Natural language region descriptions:
☆ ☆ ☆ ☆

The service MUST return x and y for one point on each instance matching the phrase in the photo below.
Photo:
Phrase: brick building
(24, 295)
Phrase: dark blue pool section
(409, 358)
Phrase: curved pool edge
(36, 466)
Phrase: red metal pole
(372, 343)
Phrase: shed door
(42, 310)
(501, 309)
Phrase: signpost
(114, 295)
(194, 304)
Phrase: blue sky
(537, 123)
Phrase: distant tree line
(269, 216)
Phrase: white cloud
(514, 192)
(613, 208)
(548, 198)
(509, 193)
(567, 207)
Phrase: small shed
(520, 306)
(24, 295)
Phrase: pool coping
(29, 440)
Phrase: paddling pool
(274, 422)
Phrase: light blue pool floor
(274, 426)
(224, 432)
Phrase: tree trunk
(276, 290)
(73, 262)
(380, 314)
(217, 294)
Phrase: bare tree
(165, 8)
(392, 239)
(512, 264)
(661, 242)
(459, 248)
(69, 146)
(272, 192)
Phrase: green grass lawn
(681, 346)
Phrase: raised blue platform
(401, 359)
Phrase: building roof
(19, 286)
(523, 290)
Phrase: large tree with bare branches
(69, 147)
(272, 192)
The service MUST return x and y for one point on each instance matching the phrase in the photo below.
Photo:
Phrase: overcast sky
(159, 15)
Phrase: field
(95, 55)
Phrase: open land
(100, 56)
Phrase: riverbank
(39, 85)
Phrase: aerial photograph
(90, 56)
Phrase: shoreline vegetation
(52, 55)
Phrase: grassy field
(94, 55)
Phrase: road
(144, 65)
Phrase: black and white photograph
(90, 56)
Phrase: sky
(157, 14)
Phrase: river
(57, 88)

☆ ☆ ☆ ☆

Please reproduce the records above in their entirety, exactly as given.

The service MUST return x and y for one point on each instance matching the phrase in the photo below.
Photo:
Phrase: brick building
(24, 295)
Phrase: dark blue pool section
(409, 358)
Phrase: curved pool edge
(36, 466)
Phrase: red metal pole
(372, 343)
Phrase: shed door
(42, 310)
(501, 309)
Phrase: signpost
(114, 295)
(194, 304)
Phrase: blue sky
(537, 123)
Phrase: distant tree line
(269, 216)
Phrase: white cloud
(514, 192)
(613, 208)
(548, 198)
(509, 193)
(567, 207)
Phrase: small shed
(520, 306)
(24, 295)
Phrase: pool coping
(29, 440)
Phrase: paddling pool
(274, 422)
Phrase: light blue pool floor
(274, 426)
(224, 432)
Phrase: tree trunk
(276, 290)
(73, 262)
(380, 314)
(217, 294)
Phrase: bare tree
(165, 8)
(392, 239)
(512, 264)
(661, 242)
(459, 248)
(69, 146)
(272, 192)
Phrase: green grass lawn
(681, 346)
Phrase: raised blue platform
(401, 359)
Phrase: building roof
(19, 286)
(523, 290)
Phrase: large tree with bare branches
(69, 147)
(272, 192)
The service MUST return x and y for one point on each instance matching the phrase in the photo below.
Photo:
Phrase: overcast sky
(159, 15)
Phrase: field
(95, 55)
Phrase: open land
(100, 56)
Phrase: riverbank
(39, 85)
Phrase: aerial photograph
(90, 56)
Phrase: shoreline vegetation
(52, 55)
Phrase: grassy field
(94, 55)
Phrase: road
(144, 65)
Phrase: black and white photograph
(90, 56)
Phrase: sky
(157, 14)
Phrase: river
(57, 88)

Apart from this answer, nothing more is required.